* [Verilen görev 1]:
Atatürk ve Kürt meselesi üzerine yazıya göre anne, her Cuma okuduğu Yasini neden Atatürk'ün ruhuna da gönderirdi? Bir iki cümleyle açıklayın.

* [Gösterilen metin]:
---
0 0
Read Time:67 Minute, 53 Second

24 Nisan 2008 AÇIK GÖRÜŞ -STAR

Annem Atatürk’ü pek severdi: Her Cuma sabahı okuduğu Yasini mutlaka onun ruhuna da gönderirdi, “bizi (kadınları) insandan saydı” diyerek. En ufak bir lâf etasm hakkında, hemen, “sus” derdi, “nankörlük etme; o olmasa sen şimdi belki de Türküm bile diyemezdin; Türkçe bile konuşamazdın”. Haklı veya haksız; ama, samimî duyguları buydu.

Bu ülkede, çok uzun bir süre Kürdün “Kürdüm” demesi ne mümkün, Kürt kelimesi bile bizatihi bir tabuydu. 12 Eylül darbecileri Kürtçe konuşmayı da yasakladılar: Patronları Amerikanın tercihi, o zamanlar topu topu 10 yıllık ömrü kaldığını hiç belli etmeyen Sovyetler Birliği’nin sınır komşusu bir NATO ülkesinde, sosyal kutuplaşma ekseninin Sol ile Sağ arasından etnik veya mezhepsel gruplar arasına kaydırılmasından yanaydı. Cunta yönetiminin Güney Doğu’da giderek artan şiddeti, ılımlı grupların daha radikal ve şiddet yanlısı olanlar lehine erimeleri, PKK’nın da giderek darbecilerin zulmünden kaçan, ona başkaldıran insanlar için yegane çekim merkezi hâline gelmesi sonucunu doğurdu.

1991 seçimlerinden sonra Demirel’le Erdal İnönü koalisyon ortakları olarak Doğu’ya bir gezi yaptılar “Kürt realitesini tanıyoruz” demek üzere; sanki bir lütûfta bulunuyorlarmış gibi. Bu tabiî ki bir lütûf değil, mecburiyetti. Onları böyle bir şey yapmaya sevkeden, ne “Kürtlere de bayağı ayıp oluyor” gibi ahlâkî/vicdanî bir insiyak, ne de “Kürt yoktur demek, insan aklına aykırı” şeklindeki mantıkî/entelektüel bir mülahaza, fakat doğrudan doğruya Kürt olarak/Kürtlük -o günlerde, aynı zamanda Marksizm-leninizm de- adına mücadele veren kitlelerdi; gerek düzde, gerek dağda; gerek açıktan açığa çarpışarak, gerekse tedhiş tanımına da girebilecek eylemlerde bulunarak. 60-65 yıldır, devletin ağzından ilk defa Kürt kelimesi çıkıyordu, ‘yoktur’la tamamlanmaksızın ve kendiliğinden değil, silahlı mücadele sonucu. Şimdi ise kendilerinden, bu mücadelede başı çeken örgütü terörist ilân edip lanetlemeleri isteniyor.
---
[Görüntü bölgesi etiketleme girdileri]
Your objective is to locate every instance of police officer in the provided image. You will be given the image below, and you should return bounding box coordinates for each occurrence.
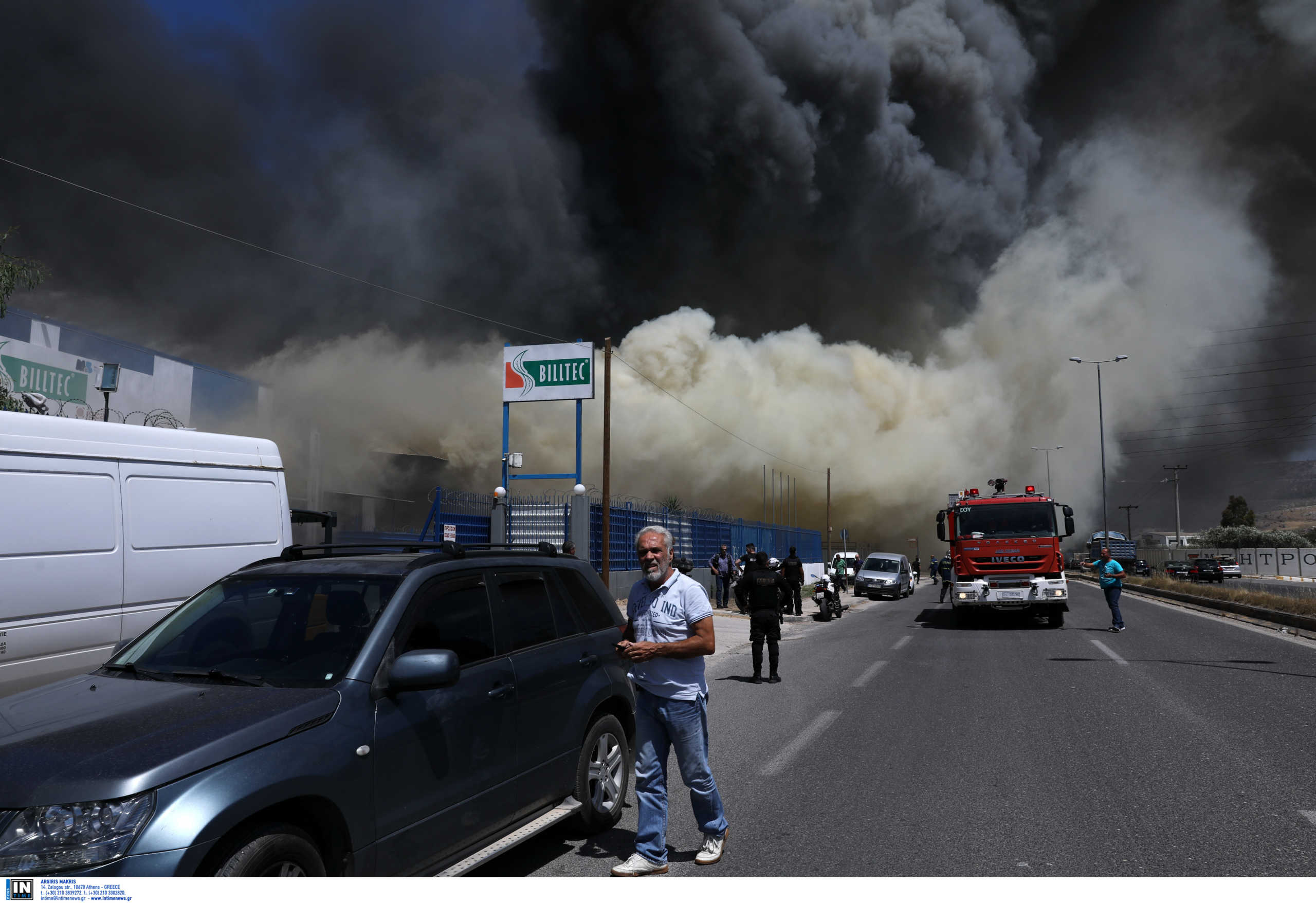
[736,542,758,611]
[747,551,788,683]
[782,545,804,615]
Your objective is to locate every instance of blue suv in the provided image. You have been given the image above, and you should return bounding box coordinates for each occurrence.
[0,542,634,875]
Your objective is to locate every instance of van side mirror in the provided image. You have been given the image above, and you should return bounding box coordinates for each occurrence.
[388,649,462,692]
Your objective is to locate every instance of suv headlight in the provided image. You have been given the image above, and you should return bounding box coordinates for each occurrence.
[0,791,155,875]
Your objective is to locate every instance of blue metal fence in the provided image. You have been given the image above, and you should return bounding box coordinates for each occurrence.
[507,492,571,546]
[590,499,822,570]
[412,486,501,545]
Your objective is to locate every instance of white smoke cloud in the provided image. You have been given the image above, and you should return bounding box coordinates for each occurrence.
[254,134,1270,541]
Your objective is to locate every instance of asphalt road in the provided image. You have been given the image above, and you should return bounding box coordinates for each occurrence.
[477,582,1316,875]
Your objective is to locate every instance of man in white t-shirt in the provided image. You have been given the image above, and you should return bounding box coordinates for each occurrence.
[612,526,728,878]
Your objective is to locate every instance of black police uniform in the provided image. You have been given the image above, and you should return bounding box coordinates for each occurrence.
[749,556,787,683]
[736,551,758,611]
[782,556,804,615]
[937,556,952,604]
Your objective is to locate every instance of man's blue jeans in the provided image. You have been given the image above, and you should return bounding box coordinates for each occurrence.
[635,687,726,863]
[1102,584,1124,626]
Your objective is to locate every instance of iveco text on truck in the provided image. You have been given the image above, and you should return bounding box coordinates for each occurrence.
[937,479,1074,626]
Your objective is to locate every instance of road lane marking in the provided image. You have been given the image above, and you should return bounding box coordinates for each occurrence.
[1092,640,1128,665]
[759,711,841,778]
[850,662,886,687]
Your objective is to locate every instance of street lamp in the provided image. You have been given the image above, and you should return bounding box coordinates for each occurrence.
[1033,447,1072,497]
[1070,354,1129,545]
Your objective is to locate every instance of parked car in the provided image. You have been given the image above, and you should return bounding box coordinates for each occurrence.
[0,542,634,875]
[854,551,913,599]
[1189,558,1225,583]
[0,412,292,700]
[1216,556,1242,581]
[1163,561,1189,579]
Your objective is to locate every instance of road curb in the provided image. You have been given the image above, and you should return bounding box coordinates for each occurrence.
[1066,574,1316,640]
---
* [Verilen görev 2]:
Lütfen girdilerde "Your objective is to locate every instance of man in" ifadesini içeren satırdan "[1070,354,1129,545]" ifadesini içeren satıra kadar her şeyi, iki uç satır ve istekler dahil, yeniden aktarın. Yanıtlardaki her koordinata 114 ekleyin.

* [Örnek yanıt 1]:
Anne bunu, Atatürk'ün kadınları insandan saydığını söyleyerek yapardı. Yasini onun ruhuna da bu yüzden gönderirdi.

* [Örnek yanıt 2]:
Your objective is to locate every instance of man in white t-shirt in the provided image. You have been given the image above, and you should return bounding box coordinates for each occurrence.
[726,640,842,992]
Your objective is to locate every instance of black police uniform in the provided image. You have been given the image above, and you should return bounding box coordinates for each occurrence.
[863,670,901,797]
[850,665,872,725]
[896,670,918,729]
[1051,670,1066,718]
Your objective is to locate every instance of man's blue jeans in the provided image. You have been given the image above, and you should return bounding box coordinates for each occurrence.
[749,801,840,977]
[1216,698,1238,740]
Your objective is to locate every instance of iveco text on truck in the provided image. You have been given the image above, and you should return bounding box coordinates for each occurrence.
[1051,593,1188,740]
Your objective is to locate every instance of road lane marking in the provided image. You have been given the image above, and you should return bounding box coordinates for each occurrence.
[1206,754,1242,779]
[873,825,955,892]
[964,776,1000,801]
Your objective is to locate every instance of street lamp in the provided image. You have been given the image above, and you should return bounding box coordinates for each occurrence.
[1147,561,1186,611]
[1184,468,1243,659]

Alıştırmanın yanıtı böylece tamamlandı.